**Work required**
In the data below, the answer is the run of lines from the line containing "Target: wooden stage floor" through the line containing "Return one point per instance of the window", both included; print it exactly and nothing else.

**Available data**
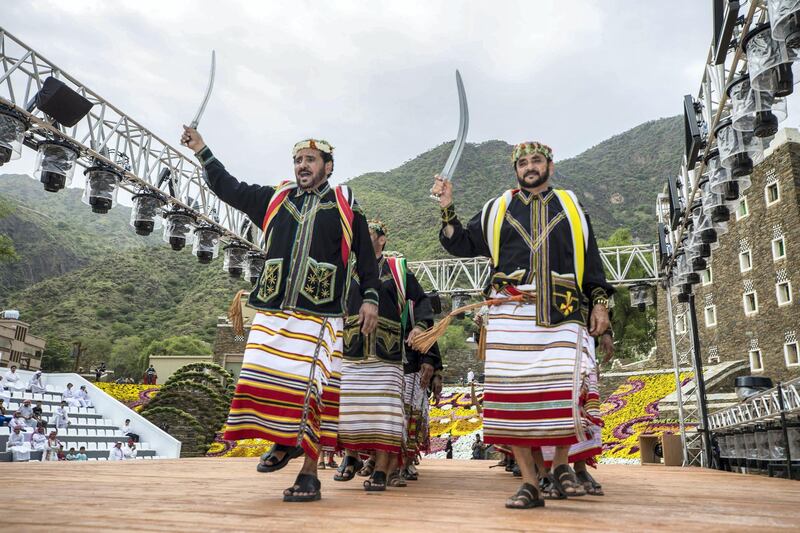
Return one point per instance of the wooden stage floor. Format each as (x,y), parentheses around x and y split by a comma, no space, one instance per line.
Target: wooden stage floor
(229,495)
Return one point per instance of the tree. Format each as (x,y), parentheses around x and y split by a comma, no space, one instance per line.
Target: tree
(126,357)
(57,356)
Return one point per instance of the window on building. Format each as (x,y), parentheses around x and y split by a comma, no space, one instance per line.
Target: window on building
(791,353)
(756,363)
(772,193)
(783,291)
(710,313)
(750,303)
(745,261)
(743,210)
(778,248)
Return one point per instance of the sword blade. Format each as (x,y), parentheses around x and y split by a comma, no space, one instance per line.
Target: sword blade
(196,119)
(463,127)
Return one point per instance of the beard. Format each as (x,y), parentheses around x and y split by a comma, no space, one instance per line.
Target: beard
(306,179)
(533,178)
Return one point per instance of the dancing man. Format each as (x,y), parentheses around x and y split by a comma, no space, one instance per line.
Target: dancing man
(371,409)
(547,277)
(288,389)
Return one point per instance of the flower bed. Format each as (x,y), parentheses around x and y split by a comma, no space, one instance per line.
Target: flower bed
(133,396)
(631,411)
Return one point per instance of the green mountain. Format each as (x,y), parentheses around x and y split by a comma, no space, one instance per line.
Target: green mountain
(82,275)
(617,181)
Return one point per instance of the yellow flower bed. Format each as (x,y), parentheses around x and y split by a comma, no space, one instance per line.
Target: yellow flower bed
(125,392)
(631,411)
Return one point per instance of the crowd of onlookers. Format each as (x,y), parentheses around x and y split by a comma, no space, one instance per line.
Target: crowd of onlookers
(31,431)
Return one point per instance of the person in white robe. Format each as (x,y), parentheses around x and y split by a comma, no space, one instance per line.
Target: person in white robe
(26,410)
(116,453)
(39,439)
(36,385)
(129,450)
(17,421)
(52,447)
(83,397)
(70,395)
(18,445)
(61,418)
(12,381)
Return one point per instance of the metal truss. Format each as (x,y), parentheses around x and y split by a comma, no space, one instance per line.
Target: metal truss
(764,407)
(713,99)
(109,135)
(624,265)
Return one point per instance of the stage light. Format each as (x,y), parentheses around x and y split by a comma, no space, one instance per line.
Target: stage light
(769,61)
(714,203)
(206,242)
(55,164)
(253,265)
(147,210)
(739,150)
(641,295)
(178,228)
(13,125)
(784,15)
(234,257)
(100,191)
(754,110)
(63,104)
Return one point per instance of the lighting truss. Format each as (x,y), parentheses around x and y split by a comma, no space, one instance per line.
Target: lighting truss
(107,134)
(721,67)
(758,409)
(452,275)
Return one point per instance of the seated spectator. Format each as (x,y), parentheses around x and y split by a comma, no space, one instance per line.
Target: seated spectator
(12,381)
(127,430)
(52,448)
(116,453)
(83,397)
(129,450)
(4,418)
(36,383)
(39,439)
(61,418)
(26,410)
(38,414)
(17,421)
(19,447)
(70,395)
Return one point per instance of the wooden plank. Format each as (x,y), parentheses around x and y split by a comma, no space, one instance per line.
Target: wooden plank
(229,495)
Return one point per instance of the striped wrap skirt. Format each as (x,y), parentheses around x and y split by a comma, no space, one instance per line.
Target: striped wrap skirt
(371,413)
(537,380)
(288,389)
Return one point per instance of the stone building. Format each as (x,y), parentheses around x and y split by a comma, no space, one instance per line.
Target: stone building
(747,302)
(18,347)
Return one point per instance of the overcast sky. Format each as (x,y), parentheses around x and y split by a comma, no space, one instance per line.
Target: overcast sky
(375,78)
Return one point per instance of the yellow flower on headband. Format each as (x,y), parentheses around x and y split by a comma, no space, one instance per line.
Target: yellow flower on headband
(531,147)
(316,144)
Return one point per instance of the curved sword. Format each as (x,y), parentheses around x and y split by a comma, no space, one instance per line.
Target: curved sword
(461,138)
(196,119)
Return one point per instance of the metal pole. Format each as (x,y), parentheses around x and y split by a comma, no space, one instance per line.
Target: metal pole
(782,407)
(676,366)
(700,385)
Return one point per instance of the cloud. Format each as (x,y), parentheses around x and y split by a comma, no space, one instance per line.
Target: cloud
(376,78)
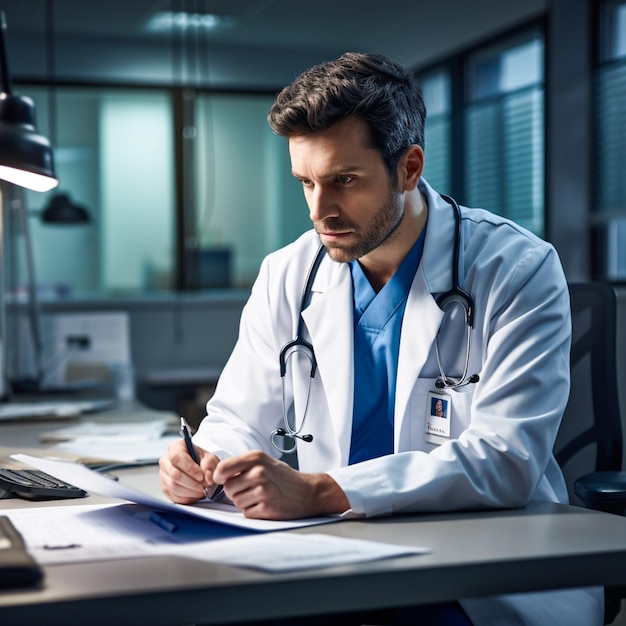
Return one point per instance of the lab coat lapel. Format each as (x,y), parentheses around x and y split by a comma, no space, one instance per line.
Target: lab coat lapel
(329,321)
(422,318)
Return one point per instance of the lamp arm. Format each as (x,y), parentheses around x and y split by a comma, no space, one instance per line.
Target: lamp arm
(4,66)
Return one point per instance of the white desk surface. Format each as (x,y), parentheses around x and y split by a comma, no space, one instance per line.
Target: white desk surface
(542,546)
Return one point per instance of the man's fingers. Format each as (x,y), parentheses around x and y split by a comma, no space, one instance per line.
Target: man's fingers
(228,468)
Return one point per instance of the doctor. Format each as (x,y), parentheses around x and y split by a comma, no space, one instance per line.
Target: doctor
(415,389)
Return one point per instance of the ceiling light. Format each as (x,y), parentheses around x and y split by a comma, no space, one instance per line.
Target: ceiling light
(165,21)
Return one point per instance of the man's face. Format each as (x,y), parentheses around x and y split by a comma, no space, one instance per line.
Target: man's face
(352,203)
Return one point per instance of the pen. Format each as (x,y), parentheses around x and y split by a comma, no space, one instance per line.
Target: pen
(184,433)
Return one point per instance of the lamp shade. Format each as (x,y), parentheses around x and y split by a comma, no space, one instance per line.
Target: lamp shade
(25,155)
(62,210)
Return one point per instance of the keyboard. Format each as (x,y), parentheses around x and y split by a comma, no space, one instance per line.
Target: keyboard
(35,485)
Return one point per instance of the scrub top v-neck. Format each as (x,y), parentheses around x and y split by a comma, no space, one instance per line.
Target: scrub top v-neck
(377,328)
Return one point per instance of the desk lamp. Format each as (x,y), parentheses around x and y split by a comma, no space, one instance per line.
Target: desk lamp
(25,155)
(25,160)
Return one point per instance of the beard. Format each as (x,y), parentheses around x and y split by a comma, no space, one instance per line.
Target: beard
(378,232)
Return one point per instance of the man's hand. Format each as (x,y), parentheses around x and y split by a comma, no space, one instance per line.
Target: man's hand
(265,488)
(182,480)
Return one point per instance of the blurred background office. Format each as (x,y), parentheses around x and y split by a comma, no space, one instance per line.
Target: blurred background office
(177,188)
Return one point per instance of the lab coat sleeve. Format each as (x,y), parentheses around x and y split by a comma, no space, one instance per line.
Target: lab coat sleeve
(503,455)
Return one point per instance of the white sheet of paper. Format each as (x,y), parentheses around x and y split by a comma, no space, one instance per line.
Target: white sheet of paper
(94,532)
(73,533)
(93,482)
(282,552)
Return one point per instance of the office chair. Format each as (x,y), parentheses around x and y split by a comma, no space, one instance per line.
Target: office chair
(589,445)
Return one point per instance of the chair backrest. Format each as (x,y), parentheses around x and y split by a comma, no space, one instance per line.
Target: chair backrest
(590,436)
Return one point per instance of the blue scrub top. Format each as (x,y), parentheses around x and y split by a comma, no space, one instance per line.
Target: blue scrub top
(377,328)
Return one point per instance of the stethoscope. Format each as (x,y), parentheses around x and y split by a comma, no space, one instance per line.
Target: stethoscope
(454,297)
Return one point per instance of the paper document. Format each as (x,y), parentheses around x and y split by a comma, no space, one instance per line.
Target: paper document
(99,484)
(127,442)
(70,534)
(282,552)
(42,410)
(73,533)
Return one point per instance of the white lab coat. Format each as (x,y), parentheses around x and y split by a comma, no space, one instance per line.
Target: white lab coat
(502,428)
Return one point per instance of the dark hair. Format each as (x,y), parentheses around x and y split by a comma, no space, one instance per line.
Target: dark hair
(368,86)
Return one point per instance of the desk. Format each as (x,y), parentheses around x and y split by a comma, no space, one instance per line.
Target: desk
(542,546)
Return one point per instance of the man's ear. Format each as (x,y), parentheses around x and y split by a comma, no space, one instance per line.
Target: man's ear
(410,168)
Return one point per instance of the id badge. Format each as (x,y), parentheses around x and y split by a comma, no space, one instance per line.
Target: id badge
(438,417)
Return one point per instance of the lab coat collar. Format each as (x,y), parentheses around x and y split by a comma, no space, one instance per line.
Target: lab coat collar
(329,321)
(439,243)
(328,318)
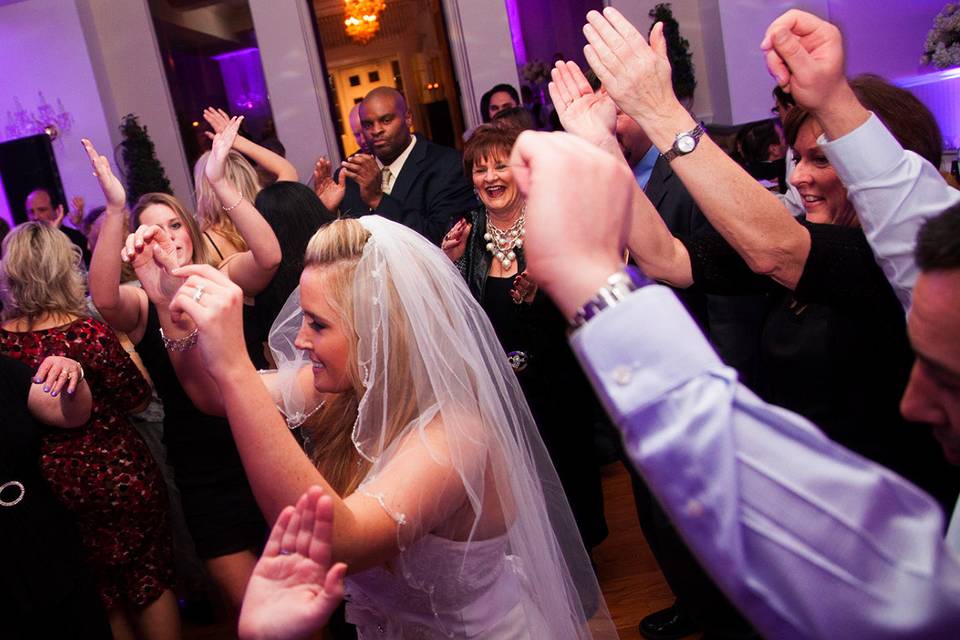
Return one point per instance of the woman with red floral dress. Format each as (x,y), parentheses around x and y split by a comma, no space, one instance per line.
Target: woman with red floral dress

==

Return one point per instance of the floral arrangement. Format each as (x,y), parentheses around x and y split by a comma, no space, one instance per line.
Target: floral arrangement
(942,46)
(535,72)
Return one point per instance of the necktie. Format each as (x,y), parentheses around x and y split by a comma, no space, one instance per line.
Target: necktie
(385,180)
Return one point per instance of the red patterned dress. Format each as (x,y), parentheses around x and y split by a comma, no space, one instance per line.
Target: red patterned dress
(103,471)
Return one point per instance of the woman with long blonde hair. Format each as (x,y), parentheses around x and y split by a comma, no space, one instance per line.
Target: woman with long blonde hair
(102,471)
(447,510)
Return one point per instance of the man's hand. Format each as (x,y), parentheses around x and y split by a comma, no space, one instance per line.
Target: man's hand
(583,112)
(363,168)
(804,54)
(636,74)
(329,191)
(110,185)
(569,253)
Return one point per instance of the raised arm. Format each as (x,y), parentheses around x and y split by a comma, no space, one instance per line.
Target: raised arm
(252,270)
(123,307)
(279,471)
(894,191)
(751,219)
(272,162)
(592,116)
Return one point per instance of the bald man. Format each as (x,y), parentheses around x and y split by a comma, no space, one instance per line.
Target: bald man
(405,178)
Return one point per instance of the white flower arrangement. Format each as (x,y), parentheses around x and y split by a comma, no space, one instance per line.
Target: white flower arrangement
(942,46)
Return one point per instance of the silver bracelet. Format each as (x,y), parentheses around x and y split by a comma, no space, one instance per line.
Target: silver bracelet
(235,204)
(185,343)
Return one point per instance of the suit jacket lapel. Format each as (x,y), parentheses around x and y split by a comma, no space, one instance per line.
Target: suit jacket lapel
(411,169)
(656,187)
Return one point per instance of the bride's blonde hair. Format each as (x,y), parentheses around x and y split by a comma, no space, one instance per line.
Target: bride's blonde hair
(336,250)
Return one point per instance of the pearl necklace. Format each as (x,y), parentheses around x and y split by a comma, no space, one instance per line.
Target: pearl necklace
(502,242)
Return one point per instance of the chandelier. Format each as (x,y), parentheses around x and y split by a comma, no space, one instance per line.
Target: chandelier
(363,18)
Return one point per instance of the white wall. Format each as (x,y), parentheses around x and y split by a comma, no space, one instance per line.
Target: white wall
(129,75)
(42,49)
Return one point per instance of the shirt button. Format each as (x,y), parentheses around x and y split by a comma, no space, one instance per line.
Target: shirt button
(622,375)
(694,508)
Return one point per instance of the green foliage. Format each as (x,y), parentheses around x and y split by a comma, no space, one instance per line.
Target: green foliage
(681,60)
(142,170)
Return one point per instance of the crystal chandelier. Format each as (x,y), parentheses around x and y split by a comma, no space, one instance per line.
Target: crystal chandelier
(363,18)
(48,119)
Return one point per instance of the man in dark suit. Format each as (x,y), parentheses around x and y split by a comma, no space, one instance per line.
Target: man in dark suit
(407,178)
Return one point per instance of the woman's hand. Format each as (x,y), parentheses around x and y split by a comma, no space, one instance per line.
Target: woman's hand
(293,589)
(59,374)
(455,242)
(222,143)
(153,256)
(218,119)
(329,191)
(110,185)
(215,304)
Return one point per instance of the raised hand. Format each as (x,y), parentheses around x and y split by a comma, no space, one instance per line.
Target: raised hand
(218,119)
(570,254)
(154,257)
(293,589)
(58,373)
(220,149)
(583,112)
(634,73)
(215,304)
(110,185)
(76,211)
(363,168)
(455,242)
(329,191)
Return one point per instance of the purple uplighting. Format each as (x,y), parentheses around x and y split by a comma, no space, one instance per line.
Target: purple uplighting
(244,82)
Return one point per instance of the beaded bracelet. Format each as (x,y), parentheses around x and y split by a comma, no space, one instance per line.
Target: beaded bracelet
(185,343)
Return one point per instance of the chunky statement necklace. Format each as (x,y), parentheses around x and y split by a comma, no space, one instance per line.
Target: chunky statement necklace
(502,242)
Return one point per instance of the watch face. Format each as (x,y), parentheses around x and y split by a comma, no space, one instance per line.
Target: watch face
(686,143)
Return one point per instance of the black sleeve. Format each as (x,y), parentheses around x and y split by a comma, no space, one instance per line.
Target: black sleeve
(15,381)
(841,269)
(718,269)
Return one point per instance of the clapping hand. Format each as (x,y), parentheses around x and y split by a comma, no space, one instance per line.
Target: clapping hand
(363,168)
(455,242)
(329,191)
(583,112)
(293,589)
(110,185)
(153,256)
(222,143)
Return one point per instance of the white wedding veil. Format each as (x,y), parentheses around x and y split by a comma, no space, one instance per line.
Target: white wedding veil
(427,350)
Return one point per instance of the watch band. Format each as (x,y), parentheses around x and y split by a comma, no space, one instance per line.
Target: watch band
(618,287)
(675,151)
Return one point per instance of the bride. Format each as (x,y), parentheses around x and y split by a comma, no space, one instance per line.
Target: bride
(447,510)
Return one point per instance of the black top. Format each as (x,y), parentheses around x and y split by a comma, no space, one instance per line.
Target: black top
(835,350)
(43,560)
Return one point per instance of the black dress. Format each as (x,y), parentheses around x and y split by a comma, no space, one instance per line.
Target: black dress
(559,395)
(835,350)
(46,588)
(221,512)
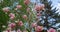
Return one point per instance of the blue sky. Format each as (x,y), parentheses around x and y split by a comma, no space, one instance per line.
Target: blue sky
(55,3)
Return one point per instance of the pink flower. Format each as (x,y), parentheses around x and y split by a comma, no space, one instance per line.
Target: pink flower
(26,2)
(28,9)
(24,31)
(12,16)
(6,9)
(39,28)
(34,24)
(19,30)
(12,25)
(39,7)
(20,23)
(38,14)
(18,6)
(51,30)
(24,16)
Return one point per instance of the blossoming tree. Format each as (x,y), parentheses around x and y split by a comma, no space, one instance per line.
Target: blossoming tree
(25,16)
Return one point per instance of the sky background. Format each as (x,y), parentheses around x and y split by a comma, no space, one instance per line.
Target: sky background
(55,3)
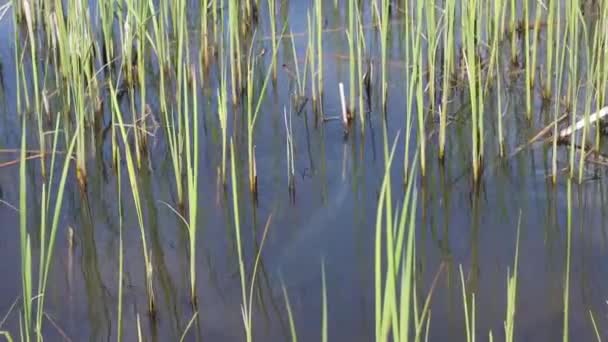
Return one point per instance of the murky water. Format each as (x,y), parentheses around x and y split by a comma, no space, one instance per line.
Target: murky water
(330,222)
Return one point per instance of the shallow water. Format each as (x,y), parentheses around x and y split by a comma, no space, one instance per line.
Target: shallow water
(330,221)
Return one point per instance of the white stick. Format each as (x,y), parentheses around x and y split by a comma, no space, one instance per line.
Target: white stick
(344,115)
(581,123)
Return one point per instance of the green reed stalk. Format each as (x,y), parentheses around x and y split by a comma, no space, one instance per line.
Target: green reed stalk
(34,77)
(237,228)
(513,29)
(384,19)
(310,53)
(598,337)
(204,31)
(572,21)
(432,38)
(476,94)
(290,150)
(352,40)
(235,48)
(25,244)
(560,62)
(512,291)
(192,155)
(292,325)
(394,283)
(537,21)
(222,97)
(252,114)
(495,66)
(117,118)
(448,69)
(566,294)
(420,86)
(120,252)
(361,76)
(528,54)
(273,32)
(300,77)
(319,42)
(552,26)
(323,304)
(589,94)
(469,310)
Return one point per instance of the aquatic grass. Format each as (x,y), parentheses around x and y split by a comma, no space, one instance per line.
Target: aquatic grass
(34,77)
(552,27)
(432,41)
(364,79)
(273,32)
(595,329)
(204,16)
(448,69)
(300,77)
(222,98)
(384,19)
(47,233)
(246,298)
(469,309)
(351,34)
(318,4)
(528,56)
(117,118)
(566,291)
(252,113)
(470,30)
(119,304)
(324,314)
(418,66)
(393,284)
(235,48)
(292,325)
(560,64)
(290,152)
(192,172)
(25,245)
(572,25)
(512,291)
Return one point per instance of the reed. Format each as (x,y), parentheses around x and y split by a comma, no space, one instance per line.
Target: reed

**Final answer**
Target: wooden stage floor
(229,495)
Return one point per instance of the tree. Format each as (x,y), parentheses around x and y split by a comma, no space, one instance per line.
Target: tree
(126,357)
(57,356)
Return one point per instance of the window on building. Format each as (x,y), parentheses around x and y split by a comma, no space, one instance per line.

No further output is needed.